▶ _WORK TO BE COMPLETED_:
All lines from the one including "Here's a bet: you won't be able to pinpoint the red-beamed" to the bottom of the entries below should be repeated exactly, both ends kept.

-*-*-

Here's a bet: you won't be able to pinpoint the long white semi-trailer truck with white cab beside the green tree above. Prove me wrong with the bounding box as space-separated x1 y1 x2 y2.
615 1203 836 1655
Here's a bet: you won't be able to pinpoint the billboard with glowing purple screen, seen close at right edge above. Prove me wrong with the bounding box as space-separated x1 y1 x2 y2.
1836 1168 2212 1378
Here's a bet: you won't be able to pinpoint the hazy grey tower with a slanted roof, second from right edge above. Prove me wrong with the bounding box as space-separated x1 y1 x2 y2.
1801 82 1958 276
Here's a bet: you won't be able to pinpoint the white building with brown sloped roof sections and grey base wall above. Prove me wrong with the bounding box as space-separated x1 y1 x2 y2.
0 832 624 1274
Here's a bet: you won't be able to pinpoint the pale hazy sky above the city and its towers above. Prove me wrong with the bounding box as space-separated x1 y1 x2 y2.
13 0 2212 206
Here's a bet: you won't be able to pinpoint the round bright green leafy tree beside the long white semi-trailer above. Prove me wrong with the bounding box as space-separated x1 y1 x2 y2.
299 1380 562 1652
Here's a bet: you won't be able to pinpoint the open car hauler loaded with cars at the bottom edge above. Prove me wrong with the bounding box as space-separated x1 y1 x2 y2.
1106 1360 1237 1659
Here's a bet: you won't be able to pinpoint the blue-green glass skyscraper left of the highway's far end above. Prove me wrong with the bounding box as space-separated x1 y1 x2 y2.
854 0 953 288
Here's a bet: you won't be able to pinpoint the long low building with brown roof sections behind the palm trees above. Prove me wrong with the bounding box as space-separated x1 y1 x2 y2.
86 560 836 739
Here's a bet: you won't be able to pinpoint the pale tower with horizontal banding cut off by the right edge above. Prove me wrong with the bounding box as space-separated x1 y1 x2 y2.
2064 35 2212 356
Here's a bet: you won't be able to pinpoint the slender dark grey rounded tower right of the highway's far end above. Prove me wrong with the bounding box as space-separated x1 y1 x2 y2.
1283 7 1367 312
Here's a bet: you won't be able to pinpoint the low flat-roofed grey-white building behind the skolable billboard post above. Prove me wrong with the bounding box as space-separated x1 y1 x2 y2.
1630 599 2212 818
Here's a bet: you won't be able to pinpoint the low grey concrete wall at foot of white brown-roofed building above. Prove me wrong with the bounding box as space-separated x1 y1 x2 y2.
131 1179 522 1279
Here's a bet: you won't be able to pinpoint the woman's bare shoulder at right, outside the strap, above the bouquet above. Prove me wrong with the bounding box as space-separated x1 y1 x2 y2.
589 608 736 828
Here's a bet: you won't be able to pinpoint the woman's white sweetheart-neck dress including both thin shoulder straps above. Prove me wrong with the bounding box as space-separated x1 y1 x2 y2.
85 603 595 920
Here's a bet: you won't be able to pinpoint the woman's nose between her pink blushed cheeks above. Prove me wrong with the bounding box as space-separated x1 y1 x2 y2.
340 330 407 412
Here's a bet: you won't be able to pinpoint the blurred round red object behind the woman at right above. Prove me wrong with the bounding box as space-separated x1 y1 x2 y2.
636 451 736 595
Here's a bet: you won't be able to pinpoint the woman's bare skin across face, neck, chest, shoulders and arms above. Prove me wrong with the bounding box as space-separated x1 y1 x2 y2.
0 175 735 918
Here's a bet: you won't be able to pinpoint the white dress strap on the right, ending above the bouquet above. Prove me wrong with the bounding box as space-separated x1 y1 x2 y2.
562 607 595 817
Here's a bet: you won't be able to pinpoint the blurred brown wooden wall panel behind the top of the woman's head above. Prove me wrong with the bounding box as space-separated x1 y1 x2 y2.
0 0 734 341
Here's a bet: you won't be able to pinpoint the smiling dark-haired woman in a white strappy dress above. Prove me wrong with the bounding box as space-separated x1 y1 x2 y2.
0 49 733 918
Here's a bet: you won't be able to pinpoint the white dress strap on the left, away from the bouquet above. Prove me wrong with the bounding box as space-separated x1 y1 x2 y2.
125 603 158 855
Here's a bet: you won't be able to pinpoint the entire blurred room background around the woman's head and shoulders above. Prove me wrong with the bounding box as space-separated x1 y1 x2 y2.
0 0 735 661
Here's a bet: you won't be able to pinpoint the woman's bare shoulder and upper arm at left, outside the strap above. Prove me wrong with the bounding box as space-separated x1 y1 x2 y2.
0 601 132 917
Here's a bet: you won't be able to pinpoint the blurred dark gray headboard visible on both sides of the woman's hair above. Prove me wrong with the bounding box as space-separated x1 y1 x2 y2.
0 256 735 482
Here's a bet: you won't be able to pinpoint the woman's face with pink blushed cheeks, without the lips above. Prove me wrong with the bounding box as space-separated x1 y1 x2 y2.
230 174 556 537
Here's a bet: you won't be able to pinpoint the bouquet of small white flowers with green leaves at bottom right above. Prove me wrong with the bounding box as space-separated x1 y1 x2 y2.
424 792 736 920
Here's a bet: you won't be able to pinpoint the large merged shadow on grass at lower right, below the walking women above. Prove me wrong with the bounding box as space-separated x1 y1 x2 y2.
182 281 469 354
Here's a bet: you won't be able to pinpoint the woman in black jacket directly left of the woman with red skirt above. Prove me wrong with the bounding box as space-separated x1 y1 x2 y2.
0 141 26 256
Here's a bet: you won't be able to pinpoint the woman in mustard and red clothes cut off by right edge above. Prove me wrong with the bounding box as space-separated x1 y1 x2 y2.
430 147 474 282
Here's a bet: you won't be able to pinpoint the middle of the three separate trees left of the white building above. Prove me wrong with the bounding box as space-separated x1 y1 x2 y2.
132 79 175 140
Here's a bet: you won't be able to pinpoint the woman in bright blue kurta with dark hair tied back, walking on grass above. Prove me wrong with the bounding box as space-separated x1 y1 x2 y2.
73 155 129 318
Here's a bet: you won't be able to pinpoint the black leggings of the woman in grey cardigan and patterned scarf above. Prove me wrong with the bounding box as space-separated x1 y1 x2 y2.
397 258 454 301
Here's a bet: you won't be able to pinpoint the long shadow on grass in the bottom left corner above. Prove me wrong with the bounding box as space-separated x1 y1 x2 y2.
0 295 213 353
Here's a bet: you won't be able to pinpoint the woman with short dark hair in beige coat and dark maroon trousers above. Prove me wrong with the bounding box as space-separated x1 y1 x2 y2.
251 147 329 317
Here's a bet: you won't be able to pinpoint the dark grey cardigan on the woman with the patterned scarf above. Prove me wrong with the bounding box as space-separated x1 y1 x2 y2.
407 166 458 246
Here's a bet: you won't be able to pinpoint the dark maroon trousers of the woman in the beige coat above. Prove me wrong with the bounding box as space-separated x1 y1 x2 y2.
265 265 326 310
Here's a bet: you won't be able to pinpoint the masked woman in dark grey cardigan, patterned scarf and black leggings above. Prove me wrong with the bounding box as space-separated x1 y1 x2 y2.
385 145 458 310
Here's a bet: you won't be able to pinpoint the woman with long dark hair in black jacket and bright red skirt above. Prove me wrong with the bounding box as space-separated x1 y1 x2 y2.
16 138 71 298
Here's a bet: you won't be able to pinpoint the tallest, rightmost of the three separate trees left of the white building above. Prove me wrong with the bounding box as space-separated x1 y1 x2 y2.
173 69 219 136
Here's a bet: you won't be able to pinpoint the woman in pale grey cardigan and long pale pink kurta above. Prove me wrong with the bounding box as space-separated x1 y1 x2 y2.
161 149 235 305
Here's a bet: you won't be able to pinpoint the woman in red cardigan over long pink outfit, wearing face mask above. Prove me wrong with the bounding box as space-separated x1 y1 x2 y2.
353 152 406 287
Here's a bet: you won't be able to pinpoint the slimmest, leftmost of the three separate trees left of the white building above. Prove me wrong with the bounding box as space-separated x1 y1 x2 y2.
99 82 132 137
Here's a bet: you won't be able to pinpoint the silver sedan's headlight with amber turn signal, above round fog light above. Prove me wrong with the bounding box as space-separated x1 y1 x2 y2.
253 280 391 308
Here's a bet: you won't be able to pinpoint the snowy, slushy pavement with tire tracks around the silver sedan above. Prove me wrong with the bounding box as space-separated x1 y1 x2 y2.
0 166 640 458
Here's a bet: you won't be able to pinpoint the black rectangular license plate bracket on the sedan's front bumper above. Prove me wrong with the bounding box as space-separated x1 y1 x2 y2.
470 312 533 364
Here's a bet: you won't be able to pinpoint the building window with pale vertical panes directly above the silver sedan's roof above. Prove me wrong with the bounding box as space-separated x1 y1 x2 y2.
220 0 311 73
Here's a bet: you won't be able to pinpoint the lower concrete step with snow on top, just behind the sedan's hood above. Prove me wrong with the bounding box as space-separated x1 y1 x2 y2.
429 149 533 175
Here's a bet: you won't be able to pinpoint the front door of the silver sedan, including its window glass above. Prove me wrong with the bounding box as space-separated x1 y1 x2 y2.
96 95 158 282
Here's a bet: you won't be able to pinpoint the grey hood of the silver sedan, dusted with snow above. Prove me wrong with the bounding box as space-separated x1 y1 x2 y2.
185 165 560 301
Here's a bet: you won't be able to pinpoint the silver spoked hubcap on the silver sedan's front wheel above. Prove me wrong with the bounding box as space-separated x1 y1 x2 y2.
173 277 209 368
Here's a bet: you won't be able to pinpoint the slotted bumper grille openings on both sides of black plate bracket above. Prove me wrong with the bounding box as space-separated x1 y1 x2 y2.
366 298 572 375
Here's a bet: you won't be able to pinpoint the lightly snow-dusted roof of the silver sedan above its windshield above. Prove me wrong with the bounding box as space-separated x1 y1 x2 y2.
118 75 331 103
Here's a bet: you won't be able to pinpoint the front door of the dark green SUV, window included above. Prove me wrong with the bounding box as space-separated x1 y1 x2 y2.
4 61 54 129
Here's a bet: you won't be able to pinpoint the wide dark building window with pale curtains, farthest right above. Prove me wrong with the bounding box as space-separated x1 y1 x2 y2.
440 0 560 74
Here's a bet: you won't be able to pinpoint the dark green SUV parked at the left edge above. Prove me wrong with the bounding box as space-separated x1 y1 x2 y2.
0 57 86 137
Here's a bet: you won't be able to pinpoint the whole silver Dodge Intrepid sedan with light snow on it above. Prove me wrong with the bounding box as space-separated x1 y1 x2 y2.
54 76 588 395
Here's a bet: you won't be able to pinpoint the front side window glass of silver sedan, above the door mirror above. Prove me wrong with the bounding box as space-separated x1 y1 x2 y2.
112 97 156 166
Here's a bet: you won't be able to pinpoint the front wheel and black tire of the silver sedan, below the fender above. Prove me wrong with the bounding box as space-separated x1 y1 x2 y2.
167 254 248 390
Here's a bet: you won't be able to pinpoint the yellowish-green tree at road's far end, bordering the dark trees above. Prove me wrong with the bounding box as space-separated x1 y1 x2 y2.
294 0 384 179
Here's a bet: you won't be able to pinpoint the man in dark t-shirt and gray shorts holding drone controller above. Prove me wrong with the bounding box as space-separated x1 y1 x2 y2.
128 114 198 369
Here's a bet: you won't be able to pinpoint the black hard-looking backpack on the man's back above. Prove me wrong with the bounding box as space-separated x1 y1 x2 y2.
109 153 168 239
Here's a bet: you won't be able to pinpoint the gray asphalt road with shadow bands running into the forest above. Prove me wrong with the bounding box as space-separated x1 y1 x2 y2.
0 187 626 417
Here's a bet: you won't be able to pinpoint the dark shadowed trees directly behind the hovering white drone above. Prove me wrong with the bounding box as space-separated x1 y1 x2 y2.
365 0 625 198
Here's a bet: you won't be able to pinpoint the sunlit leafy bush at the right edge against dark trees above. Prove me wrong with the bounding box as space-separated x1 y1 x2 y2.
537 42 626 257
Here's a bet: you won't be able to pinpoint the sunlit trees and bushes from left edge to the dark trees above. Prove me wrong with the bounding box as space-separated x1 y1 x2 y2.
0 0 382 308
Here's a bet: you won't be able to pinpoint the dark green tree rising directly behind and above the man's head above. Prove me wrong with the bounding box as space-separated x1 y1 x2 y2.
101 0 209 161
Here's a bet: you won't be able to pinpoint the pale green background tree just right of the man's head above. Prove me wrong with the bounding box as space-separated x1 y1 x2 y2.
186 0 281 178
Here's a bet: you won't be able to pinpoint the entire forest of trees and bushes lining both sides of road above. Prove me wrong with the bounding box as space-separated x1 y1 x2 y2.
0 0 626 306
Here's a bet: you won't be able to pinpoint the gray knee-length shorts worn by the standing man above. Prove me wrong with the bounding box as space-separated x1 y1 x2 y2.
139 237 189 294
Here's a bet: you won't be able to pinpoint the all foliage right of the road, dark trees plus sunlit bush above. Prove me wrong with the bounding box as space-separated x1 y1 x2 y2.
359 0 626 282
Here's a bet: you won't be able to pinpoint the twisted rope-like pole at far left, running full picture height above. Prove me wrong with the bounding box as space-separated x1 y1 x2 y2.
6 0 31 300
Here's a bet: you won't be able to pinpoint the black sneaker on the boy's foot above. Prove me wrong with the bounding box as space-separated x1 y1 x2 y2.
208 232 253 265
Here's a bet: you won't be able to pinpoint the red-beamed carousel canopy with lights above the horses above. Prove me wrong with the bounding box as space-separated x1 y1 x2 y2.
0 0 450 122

-*-*-

▶ _EXERCISE RESULT_:
Here's a bet: you won't be able to pinpoint the red-beamed carousel canopy with lights above the horses above. Prove me wrong with the bounding box as space-separated x1 y1 x2 y2.
0 0 450 122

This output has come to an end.